Material shown —

** Start **

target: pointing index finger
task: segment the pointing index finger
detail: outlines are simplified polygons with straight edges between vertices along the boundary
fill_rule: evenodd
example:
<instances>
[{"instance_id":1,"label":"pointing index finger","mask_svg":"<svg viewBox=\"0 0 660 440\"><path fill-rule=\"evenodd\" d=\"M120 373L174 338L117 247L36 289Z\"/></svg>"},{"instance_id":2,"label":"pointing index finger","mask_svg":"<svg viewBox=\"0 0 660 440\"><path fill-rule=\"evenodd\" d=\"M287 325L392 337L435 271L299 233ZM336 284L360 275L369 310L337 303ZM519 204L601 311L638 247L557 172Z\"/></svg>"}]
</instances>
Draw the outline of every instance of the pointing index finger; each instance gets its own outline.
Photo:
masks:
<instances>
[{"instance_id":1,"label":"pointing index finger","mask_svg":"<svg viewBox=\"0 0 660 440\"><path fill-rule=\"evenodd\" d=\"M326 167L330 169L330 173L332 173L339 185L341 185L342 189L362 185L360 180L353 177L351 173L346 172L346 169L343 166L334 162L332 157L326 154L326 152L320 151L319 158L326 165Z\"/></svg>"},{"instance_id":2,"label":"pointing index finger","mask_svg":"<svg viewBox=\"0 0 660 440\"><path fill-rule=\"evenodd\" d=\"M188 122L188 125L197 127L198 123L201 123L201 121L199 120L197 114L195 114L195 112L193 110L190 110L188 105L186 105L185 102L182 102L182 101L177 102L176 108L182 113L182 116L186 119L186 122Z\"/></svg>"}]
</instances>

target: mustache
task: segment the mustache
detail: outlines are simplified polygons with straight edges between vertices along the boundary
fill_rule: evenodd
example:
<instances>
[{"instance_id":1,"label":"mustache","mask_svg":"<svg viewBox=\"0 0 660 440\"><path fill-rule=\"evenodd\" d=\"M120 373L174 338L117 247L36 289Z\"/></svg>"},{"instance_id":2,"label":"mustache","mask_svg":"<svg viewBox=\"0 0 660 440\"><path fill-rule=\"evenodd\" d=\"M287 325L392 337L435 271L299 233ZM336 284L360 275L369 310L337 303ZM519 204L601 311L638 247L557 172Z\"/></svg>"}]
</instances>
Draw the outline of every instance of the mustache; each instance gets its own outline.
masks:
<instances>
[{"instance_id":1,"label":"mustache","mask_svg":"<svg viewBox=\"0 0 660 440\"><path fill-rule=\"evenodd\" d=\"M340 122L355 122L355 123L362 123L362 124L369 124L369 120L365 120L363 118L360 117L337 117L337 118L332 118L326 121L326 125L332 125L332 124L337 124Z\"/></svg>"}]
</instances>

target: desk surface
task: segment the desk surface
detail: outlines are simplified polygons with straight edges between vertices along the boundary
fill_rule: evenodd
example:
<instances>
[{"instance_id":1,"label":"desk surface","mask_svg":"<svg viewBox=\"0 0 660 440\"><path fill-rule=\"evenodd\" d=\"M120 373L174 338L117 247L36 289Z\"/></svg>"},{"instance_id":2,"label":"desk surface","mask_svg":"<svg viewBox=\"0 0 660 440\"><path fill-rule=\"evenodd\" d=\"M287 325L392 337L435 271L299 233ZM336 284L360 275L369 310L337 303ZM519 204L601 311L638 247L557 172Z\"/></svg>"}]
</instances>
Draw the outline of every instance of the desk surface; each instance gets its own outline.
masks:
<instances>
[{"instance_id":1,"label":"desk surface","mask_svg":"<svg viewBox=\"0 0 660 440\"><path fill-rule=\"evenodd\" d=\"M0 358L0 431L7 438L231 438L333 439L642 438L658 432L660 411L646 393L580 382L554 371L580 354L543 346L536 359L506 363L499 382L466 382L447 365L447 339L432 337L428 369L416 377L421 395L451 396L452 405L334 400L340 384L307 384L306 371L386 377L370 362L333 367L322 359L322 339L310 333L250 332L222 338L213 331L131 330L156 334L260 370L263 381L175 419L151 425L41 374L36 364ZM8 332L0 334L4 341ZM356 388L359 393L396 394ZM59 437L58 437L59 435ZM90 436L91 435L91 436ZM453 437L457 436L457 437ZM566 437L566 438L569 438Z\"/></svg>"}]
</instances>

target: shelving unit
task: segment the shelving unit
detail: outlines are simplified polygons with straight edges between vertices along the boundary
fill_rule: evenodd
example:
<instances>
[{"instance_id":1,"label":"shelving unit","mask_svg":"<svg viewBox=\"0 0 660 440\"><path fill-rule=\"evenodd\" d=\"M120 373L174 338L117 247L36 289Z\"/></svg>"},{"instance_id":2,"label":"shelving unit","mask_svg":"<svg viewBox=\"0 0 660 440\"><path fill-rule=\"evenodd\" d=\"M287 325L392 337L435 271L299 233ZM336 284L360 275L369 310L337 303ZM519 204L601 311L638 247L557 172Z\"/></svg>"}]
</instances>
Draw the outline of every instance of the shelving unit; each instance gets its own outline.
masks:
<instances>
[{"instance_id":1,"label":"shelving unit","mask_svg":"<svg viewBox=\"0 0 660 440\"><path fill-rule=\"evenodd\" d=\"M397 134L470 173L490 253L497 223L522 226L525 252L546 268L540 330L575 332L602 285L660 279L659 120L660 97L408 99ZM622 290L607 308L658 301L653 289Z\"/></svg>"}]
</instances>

** End **

Type out the full listing again, exactly as given.

Answer in full —
target: pointing index finger
task: segment the pointing index finger
detail: outlines are simplified polygons with straight edges between vertices along the boundary
fill_rule: evenodd
example:
<instances>
[{"instance_id":1,"label":"pointing index finger","mask_svg":"<svg viewBox=\"0 0 660 440\"><path fill-rule=\"evenodd\" d=\"M120 373L174 338L117 247L36 289Z\"/></svg>"},{"instance_id":2,"label":"pointing index finger","mask_svg":"<svg viewBox=\"0 0 660 440\"><path fill-rule=\"evenodd\" d=\"M287 325L392 337L435 271L299 233ZM336 284L360 275L369 310L337 303ZM519 204L601 311L638 247L557 172Z\"/></svg>"}]
</instances>
Draw the outline of every instance of the pointing index finger; each instance gets its own outline.
Photo:
masks:
<instances>
[{"instance_id":1,"label":"pointing index finger","mask_svg":"<svg viewBox=\"0 0 660 440\"><path fill-rule=\"evenodd\" d=\"M326 167L330 169L330 173L332 173L339 185L341 185L342 189L362 185L360 180L353 177L351 173L346 172L346 169L343 166L334 162L332 157L326 154L326 152L320 151L319 158L326 165Z\"/></svg>"},{"instance_id":2,"label":"pointing index finger","mask_svg":"<svg viewBox=\"0 0 660 440\"><path fill-rule=\"evenodd\" d=\"M188 122L188 125L197 127L198 123L201 123L201 121L199 120L197 114L195 114L195 112L193 110L190 110L188 105L186 105L185 102L182 102L182 101L177 102L176 108L182 113L182 116L186 119L186 122Z\"/></svg>"}]
</instances>

target: mustache
task: segment the mustache
detail: outlines are simplified polygons with straight edges between vertices along the boundary
fill_rule: evenodd
example:
<instances>
[{"instance_id":1,"label":"mustache","mask_svg":"<svg viewBox=\"0 0 660 440\"><path fill-rule=\"evenodd\" d=\"M120 373L174 338L117 247L36 289Z\"/></svg>"},{"instance_id":2,"label":"mustache","mask_svg":"<svg viewBox=\"0 0 660 440\"><path fill-rule=\"evenodd\" d=\"M287 325L392 337L435 271L299 233ZM336 284L360 275L369 310L337 303ZM519 204L601 311L638 247L557 172Z\"/></svg>"}]
</instances>
Draw the outline of every instance of the mustache; each instance gets its own outline.
masks:
<instances>
[{"instance_id":1,"label":"mustache","mask_svg":"<svg viewBox=\"0 0 660 440\"><path fill-rule=\"evenodd\" d=\"M340 122L355 122L355 123L362 123L362 124L369 124L369 120L365 120L363 118L360 117L337 117L337 118L332 118L326 121L326 125L332 125L332 124L337 124Z\"/></svg>"}]
</instances>

target: desk surface
task: segment the desk surface
detail: outlines are simplified polygons with straight edges between vertices along the boundary
fill_rule: evenodd
example:
<instances>
[{"instance_id":1,"label":"desk surface","mask_svg":"<svg viewBox=\"0 0 660 440\"><path fill-rule=\"evenodd\" d=\"M120 373L174 338L117 247L36 289Z\"/></svg>"},{"instance_id":2,"label":"desk surface","mask_svg":"<svg viewBox=\"0 0 660 440\"><path fill-rule=\"evenodd\" d=\"M287 325L392 337L435 271L299 233ZM336 284L360 275L369 310L337 303ZM519 204L601 311L638 247L557 172Z\"/></svg>"}]
</instances>
Draw the outline of every instance of the desk surface; each instance gets its own outline.
masks:
<instances>
[{"instance_id":1,"label":"desk surface","mask_svg":"<svg viewBox=\"0 0 660 440\"><path fill-rule=\"evenodd\" d=\"M0 358L0 431L7 438L231 438L333 439L642 438L658 432L660 411L646 393L580 382L554 371L580 354L543 346L536 359L506 363L499 382L466 382L447 365L447 339L432 337L428 369L416 377L421 395L451 396L452 405L334 400L340 384L307 384L306 371L386 377L370 362L333 367L322 359L322 339L310 333L250 332L222 338L213 331L131 330L156 334L260 370L263 381L175 419L151 425L41 374L36 364ZM8 332L0 334L4 341ZM356 388L359 393L396 394ZM59 437L58 437L59 435ZM90 436L91 435L91 436ZM453 437L457 436L457 437ZM566 437L566 438L569 438Z\"/></svg>"}]
</instances>

target: shelving unit
task: segment the shelving unit
detail: outlines are simplified polygons with straight edges between vertices along the boundary
fill_rule: evenodd
example:
<instances>
[{"instance_id":1,"label":"shelving unit","mask_svg":"<svg viewBox=\"0 0 660 440\"><path fill-rule=\"evenodd\" d=\"M120 373L174 338L117 247L36 289Z\"/></svg>"},{"instance_id":2,"label":"shelving unit","mask_svg":"<svg viewBox=\"0 0 660 440\"><path fill-rule=\"evenodd\" d=\"M287 325L392 337L435 271L299 233ZM336 284L360 275L369 310L337 303ZM519 204L601 311L638 247L557 172Z\"/></svg>"}]
</instances>
Draw the outline of every instance of the shelving unit; each instance gets its own outline.
masks:
<instances>
[{"instance_id":1,"label":"shelving unit","mask_svg":"<svg viewBox=\"0 0 660 440\"><path fill-rule=\"evenodd\" d=\"M397 134L470 173L490 253L497 223L522 226L525 252L546 268L540 330L575 332L602 285L660 279L659 120L660 97L408 99ZM622 290L607 308L658 301L653 289Z\"/></svg>"}]
</instances>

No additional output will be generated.